### PROBLEM DESCRIPTION
Reproduce the lines from the line containing "# point at: elderly" to the line containing "x=603, y=328", both included. Keep each request and its sample points unchanged, but increase every x and y coordinate in the answers by 135.

━━━━━━━━━━━━━━━━━━━━

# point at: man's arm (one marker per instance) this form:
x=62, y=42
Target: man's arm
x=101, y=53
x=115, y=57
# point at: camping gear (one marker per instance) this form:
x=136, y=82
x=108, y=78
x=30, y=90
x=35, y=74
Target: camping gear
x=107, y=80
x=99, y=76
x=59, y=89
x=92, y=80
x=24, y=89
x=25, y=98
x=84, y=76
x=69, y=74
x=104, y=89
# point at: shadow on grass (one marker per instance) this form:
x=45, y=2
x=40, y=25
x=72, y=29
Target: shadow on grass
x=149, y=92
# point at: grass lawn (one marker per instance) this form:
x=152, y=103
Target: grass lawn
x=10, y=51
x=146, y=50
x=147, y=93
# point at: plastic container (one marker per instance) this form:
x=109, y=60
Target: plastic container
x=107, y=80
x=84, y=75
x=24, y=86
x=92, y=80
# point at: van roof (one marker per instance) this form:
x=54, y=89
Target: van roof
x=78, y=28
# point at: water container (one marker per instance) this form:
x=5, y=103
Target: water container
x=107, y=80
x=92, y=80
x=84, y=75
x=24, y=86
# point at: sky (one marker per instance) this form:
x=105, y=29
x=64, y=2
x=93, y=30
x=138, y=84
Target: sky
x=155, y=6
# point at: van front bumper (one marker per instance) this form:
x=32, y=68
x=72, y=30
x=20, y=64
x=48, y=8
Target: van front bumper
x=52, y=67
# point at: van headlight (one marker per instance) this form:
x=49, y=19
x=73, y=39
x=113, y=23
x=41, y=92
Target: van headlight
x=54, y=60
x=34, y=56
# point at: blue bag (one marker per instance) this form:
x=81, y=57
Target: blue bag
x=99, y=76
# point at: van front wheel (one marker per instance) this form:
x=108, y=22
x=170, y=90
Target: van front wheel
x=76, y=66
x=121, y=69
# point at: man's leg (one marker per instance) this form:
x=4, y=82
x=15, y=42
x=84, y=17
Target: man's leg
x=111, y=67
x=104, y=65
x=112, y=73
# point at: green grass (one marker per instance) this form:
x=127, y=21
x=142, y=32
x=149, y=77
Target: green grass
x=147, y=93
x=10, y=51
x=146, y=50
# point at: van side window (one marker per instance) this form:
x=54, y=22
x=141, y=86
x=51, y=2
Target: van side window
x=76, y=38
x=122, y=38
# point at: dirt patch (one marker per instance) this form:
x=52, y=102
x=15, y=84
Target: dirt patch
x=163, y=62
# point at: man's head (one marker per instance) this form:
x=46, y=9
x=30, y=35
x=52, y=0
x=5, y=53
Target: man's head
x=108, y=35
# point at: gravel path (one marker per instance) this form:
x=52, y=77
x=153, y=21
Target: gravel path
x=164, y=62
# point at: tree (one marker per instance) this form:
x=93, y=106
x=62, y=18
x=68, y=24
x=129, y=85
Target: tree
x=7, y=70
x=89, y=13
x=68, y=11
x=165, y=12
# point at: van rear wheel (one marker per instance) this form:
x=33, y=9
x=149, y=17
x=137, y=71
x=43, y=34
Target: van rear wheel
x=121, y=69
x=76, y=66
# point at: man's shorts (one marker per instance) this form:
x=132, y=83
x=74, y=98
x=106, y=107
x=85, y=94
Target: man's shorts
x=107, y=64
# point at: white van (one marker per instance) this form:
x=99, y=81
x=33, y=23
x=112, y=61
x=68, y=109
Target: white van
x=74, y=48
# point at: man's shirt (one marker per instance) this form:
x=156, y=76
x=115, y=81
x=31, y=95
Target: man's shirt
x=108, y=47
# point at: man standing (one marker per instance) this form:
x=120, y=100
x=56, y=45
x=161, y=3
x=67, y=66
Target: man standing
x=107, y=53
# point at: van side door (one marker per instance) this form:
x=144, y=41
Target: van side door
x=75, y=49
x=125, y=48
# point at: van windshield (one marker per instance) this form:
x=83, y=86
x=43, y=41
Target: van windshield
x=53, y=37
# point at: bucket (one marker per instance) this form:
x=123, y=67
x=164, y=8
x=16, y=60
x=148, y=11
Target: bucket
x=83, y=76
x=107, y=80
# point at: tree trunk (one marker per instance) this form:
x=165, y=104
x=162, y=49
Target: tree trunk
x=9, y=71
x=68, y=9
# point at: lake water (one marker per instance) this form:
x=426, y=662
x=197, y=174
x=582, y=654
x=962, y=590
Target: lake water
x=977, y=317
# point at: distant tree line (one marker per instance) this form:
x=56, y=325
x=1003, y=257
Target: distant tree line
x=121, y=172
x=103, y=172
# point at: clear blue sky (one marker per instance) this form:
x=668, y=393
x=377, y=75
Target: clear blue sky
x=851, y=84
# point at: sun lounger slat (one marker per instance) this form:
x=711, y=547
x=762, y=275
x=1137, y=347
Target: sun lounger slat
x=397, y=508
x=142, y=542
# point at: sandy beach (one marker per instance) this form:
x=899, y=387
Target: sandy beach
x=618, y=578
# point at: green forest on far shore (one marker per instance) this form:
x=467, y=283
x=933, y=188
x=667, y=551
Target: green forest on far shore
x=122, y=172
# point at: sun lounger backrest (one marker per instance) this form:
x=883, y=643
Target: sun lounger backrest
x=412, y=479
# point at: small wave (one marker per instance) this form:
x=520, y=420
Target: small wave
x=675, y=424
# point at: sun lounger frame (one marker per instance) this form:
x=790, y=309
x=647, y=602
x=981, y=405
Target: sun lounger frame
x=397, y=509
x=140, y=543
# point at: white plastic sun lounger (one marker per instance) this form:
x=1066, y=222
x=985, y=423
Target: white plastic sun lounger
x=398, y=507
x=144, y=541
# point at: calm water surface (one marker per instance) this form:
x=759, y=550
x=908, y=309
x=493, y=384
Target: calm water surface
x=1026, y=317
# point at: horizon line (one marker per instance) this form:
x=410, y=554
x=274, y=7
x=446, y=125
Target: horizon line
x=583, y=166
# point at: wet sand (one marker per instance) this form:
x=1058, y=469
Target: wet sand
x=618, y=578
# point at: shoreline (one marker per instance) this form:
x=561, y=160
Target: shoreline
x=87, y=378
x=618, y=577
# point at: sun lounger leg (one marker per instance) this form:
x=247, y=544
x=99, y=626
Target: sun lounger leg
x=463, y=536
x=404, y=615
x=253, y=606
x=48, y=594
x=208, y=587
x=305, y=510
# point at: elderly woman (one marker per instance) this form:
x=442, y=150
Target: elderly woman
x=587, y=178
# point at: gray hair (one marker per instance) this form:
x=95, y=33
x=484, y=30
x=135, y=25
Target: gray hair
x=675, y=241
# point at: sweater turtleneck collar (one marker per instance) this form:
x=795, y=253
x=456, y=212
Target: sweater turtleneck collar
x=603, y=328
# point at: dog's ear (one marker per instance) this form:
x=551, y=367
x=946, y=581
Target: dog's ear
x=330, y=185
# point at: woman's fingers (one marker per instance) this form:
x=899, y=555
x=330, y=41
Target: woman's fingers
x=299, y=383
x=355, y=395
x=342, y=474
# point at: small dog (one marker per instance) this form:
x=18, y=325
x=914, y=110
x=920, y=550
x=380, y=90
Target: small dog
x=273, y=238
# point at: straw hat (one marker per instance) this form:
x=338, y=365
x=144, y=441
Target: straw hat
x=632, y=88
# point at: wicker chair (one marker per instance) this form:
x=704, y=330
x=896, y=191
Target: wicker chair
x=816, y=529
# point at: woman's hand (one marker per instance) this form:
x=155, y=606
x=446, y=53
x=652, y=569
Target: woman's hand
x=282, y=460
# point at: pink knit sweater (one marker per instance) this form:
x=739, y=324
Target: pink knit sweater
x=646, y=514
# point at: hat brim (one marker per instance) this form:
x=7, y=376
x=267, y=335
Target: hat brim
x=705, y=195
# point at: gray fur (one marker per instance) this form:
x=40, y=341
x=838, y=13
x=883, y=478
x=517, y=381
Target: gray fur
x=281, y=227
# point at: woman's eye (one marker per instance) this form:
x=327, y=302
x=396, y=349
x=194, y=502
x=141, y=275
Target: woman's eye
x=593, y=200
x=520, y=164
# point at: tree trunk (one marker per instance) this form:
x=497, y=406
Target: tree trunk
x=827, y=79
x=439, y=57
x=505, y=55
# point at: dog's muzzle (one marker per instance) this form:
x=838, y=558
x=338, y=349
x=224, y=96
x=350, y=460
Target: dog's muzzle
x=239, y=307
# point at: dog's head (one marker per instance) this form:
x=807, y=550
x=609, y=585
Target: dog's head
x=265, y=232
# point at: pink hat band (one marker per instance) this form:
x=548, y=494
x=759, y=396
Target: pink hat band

━━━━━━━━━━━━━━━━━━━━

### OUTPUT FOR THIS TASK
# point at: elderly woman (one marker per instance) this form:
x=442, y=150
Target: elderly woman
x=722, y=313
# point at: gray hair (one marker per instance) this form:
x=95, y=33
x=484, y=30
x=135, y=25
Target: gray hair
x=810, y=376
# point at: sweater turtleneck collar (one marker per instance) this form:
x=795, y=253
x=456, y=212
Target: sweater turtleneck collar
x=738, y=463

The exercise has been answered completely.